**Material to process:**
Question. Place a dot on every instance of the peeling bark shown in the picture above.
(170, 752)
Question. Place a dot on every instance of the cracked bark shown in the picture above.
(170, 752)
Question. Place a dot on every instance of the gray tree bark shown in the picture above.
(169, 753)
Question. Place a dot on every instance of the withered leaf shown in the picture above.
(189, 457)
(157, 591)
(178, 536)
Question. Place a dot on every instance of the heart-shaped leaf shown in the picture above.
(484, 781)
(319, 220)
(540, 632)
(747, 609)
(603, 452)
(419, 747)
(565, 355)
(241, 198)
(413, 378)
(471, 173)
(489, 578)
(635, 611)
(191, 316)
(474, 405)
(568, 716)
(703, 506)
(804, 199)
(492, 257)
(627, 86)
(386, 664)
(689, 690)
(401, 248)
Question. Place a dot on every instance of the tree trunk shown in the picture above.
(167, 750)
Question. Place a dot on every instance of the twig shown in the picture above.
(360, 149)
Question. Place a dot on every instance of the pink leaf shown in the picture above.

**Exercise directions:** Could you write out all the rows above again, requests included, and shift every coordinate in the answers by adding -26 to each number?

**Answer in full:**
Question. Place a dot on every instance of the peeling bark shown in the picture above.
(144, 726)
Question. Place a dot on every instance of the cracked bark shown in the picture above.
(144, 726)
Question. Place a dot on every instance of the gray tree bark shown in the picture above.
(143, 727)
Question. Place a dot on every instance of the withered leaf shown in the picture above.
(163, 431)
(131, 565)
(152, 510)
Question. Place a dot on every instance of the heart-shaped leaf shown in the picture above.
(458, 755)
(293, 194)
(514, 606)
(721, 583)
(577, 426)
(393, 721)
(539, 329)
(215, 172)
(387, 352)
(445, 147)
(463, 552)
(609, 585)
(165, 290)
(448, 379)
(542, 690)
(677, 480)
(778, 173)
(466, 231)
(601, 60)
(360, 638)
(663, 664)
(375, 222)
Question. Place a dot on every instance of the tree trunk shown in the picture above.
(141, 724)
Question. Place a dot on every instance of the twig shown in the picture above.
(334, 123)
Question. Place a dot on every instance of the pink leaf shown in the picture above.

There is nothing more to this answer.